— start DOCUMENT PASSAGE —

Evaluate : `int(x(1+x^(2)))/(1+x^(4))dx`.

To evaluate the integral \( \int \frac{x(1+x^2)}{1+x^4} \, dx \), we can follow these steps: ### Step 1: Substitution Let \( t = x^2 \). Then, the differential \( dt = 2x \, dx \), which implies \( x \, dx = \frac{dt}{2} \). ### Step 2: Rewrite the Integral Substituting \( t \) into the integral, we have: \[ \int \frac{x(1+x^2)}{1+x^4} \, dx = \int \frac{1}{1+t^2} \cdot \frac{dt}{2} \] This simplifies to: \[ \frac{1}{2} \int \frac{1+t}{1+t^2} \, dt \] ### Step 3: Separate the Integral Now, we can separate the integral: \[ \frac{1}{2} \left( \int \frac{1}{1+t^2} \, dt + \int \frac{t}{1+t^2} \, dt \right) \] ### Step 4: Evaluate Each Integral 1. The first integral \( \int \frac{1}{1+t^2} \, dt \) is a standard integral: \[ \int \frac{1}{1+t^2} \, dt = \tan^{-1}(t) \] 2. For the second integral \( \int \frac{t}{1+t^2} \, dt \), we can use the substitution \( u = 1 + t^2 \), which gives \( du = 2t \, dt \) or \( dt = \frac{du}{2t} \): \[ \int \frac{t}{1+t^2} \, dt = \frac{1}{2} \int \frac{1}{u} \, du = \frac{1}{2} \ln|u| + C = \frac{1}{2} \ln(1+t^2) \] ### Step 5: Combine the Results Putting it all together, we have: \[ \frac{1}{2} \left( \tan^{-1}(t) + \frac{1}{2} \ln(1+t^2) \right) + C \] ### Step 6: Substitute Back Now, substituting back \( t = x^2 \): \[ \frac{1}{2} \tan^{-1}(x^2) + \frac{1}{4} \ln(1+x^4) + C \] ### Final Answer Thus, the evaluated integral is: \[ \int \frac{x(1+x^2)}{1+x^4} \, dx = \frac{1}{2} \tan^{-1}(x^2) + \frac{1}{4} \ln(1+x^4) + C \]

— end DOCUMENT PASSAGE —

_WORK TO BE COMPLETED_.
Answer these questions about the worked integral solution.
(a) In Step 1, which expression does the variable t replace?
(b) In Step 4, what substitution is used for the second integral?
(c) What final result does the worked integral solution give?

— start DATASET —

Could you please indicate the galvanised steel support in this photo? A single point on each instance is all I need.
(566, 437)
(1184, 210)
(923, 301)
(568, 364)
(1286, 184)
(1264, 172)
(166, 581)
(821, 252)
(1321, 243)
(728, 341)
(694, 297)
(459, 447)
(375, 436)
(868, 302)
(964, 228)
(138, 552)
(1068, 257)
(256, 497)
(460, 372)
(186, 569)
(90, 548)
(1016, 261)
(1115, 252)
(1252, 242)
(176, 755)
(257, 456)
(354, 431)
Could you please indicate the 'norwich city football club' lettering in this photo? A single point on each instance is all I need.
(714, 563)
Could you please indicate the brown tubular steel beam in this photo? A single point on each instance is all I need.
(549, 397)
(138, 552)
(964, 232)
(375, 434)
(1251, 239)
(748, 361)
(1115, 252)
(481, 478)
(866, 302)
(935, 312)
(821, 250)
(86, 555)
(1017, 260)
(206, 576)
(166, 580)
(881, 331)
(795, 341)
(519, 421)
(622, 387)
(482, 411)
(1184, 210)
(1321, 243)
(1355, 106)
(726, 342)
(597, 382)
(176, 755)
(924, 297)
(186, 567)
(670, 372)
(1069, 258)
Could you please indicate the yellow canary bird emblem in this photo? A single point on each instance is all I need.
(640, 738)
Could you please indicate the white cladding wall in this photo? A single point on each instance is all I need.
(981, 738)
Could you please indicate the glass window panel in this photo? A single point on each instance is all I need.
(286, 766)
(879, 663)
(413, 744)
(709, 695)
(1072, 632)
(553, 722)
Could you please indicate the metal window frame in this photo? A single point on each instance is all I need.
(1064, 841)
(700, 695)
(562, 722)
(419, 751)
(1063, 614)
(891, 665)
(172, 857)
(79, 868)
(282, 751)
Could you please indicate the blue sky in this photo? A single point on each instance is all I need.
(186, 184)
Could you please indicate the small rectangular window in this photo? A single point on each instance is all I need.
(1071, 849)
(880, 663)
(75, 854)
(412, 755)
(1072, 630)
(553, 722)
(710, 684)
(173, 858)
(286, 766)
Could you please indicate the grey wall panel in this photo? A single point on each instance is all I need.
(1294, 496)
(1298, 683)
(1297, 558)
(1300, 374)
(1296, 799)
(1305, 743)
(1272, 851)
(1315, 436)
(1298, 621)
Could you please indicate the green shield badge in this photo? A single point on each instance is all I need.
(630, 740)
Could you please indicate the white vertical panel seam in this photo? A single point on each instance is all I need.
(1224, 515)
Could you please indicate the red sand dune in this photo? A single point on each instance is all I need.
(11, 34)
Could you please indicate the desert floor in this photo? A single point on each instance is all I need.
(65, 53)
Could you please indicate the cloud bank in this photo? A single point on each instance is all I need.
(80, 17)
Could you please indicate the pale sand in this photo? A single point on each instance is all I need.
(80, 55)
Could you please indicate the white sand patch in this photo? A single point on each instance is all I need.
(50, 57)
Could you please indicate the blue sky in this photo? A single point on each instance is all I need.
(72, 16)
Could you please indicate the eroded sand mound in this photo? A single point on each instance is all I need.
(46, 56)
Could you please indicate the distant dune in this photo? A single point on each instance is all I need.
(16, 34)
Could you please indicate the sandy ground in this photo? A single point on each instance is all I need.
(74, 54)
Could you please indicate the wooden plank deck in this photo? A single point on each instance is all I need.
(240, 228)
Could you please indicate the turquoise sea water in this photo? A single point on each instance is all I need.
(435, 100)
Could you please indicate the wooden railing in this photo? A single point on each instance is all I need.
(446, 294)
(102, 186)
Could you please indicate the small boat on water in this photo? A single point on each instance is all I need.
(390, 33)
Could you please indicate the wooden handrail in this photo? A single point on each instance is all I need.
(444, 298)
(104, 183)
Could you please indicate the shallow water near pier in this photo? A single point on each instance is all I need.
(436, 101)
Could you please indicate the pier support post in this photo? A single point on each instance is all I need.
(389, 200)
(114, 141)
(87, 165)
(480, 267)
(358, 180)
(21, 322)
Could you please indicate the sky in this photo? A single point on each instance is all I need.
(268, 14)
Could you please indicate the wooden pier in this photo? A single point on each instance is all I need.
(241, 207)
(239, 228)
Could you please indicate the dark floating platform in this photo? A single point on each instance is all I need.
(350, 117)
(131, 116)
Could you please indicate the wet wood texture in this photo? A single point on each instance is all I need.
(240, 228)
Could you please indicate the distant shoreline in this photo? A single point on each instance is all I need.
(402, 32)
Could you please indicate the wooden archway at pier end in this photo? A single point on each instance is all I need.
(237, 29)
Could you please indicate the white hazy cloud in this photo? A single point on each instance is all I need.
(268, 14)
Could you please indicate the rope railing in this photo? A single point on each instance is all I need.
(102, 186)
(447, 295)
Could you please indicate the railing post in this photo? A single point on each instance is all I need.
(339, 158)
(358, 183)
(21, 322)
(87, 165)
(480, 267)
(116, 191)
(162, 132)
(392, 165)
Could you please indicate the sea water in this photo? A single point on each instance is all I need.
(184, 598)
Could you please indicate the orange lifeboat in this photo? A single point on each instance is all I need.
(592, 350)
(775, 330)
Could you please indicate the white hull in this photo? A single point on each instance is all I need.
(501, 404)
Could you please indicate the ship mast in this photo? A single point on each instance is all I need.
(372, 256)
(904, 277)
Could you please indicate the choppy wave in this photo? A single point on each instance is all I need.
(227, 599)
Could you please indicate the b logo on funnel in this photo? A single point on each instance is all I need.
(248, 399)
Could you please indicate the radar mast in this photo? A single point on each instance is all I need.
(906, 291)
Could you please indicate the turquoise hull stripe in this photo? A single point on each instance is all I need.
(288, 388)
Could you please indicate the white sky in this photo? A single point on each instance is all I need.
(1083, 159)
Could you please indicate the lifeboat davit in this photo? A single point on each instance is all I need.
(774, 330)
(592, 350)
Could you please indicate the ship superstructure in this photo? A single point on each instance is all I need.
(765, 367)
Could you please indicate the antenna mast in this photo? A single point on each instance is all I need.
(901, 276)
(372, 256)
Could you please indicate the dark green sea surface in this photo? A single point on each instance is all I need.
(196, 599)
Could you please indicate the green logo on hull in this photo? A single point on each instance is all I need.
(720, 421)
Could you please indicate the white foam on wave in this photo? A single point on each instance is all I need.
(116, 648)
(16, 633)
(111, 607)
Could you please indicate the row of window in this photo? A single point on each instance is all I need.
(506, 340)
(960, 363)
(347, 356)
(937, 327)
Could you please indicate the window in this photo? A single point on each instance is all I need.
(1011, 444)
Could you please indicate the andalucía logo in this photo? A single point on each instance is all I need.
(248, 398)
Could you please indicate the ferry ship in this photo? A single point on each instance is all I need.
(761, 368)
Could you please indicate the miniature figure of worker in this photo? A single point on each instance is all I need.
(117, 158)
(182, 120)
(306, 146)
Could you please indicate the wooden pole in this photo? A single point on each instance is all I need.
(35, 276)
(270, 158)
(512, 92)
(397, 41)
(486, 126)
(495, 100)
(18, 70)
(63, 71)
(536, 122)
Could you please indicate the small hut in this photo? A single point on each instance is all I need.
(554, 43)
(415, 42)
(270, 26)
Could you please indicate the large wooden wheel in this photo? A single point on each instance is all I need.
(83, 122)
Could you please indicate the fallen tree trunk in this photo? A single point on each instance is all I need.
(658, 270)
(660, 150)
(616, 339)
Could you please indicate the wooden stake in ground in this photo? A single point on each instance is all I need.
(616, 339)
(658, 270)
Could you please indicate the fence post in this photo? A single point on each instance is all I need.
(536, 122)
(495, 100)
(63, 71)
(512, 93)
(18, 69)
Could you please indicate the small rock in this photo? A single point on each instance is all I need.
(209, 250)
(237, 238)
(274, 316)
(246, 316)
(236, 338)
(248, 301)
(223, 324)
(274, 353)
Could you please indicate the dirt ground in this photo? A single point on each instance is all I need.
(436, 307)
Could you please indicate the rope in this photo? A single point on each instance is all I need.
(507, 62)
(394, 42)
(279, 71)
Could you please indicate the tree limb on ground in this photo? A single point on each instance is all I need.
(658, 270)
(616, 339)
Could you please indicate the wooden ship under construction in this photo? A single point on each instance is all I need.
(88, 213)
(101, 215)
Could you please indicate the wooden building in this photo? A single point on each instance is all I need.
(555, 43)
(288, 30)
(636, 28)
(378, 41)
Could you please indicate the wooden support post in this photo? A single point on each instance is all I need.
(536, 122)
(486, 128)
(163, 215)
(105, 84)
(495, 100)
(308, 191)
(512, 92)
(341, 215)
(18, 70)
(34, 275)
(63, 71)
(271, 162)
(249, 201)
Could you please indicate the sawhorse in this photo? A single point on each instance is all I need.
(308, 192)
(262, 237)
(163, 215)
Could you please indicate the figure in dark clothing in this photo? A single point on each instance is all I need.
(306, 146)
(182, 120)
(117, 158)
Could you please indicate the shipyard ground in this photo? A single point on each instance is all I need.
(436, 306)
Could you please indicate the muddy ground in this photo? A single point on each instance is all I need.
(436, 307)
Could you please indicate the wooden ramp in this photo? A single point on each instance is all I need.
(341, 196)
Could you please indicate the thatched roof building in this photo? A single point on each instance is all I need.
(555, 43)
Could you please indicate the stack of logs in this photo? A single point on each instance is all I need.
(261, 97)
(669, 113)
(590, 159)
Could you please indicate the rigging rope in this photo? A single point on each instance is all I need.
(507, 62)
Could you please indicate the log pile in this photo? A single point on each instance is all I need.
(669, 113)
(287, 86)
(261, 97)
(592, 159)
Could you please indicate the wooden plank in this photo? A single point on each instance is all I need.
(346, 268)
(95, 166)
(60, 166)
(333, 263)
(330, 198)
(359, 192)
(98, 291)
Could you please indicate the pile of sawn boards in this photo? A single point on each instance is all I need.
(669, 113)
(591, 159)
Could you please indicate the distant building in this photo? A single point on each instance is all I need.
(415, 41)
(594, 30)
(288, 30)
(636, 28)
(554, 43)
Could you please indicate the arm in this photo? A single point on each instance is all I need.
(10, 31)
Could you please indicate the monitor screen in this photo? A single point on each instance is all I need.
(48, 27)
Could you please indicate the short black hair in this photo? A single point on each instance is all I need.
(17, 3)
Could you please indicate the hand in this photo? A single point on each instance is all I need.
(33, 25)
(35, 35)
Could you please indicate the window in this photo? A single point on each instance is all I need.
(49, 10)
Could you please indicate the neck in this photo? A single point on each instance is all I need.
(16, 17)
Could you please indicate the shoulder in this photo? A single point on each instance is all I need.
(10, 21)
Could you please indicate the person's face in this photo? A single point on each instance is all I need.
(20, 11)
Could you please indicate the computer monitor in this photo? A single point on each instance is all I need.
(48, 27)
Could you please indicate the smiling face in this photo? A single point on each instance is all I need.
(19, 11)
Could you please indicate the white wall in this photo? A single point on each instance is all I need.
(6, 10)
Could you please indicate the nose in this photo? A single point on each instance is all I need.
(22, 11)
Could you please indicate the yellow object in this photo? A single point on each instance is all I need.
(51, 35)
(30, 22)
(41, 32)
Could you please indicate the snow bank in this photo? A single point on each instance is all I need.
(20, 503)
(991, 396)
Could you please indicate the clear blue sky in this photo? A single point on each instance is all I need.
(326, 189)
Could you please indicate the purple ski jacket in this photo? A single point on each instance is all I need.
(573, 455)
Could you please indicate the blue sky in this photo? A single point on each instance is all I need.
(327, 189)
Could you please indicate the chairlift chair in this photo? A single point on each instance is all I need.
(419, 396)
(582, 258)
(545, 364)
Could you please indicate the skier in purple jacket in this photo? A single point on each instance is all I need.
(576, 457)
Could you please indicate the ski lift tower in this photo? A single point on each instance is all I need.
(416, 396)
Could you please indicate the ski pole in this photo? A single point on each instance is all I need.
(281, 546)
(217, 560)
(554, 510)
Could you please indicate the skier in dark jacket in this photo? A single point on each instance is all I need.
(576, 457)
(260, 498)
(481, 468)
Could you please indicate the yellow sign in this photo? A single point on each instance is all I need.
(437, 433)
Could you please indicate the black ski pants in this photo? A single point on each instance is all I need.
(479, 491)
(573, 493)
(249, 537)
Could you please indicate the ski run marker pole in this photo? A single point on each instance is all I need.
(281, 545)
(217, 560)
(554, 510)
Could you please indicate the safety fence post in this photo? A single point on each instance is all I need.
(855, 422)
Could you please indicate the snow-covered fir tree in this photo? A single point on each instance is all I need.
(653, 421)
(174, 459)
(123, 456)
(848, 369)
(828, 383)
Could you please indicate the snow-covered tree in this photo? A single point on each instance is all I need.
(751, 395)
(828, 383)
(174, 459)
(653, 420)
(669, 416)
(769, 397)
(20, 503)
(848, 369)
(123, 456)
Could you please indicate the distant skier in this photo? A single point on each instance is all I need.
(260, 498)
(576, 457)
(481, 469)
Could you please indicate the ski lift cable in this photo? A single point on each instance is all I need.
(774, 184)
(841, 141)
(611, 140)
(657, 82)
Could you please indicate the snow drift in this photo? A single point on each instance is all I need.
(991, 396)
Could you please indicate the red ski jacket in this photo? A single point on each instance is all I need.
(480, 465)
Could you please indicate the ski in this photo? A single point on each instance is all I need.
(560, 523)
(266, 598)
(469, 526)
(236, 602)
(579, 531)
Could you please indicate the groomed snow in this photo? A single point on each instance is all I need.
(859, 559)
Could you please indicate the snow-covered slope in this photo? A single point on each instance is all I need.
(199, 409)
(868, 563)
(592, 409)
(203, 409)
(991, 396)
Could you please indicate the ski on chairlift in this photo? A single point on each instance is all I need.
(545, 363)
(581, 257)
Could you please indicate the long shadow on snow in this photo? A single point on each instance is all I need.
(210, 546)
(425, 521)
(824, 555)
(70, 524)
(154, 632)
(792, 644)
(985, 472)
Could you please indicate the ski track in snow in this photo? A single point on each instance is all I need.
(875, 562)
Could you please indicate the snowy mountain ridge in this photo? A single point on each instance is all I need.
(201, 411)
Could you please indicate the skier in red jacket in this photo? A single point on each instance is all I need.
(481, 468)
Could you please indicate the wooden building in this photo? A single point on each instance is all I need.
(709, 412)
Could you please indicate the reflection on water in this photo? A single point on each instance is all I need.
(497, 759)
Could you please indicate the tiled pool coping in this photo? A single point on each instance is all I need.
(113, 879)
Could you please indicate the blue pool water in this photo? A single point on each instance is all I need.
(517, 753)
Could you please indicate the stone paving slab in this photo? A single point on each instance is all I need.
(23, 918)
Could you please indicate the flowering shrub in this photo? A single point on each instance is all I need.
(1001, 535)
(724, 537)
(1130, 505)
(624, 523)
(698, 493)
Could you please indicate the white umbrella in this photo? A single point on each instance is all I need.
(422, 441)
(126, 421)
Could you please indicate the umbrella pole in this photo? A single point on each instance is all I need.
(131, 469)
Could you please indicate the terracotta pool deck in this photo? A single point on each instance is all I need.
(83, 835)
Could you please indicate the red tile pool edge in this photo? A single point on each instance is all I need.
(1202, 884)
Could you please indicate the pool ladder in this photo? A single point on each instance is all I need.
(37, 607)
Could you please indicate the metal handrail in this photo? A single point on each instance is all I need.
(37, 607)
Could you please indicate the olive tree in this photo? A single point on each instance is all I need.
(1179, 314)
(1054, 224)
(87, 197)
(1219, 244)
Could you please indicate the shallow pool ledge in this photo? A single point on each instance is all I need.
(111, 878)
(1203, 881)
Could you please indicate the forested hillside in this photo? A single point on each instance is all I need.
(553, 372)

— end DATASET —

_SOLUTION FOR THIS EXERCISE_.
(a) x^2
(b) u = 1 + t^2
(c) (1/2) tan^(-1)(x^2) + (1/4) ln(1 + x^4) + C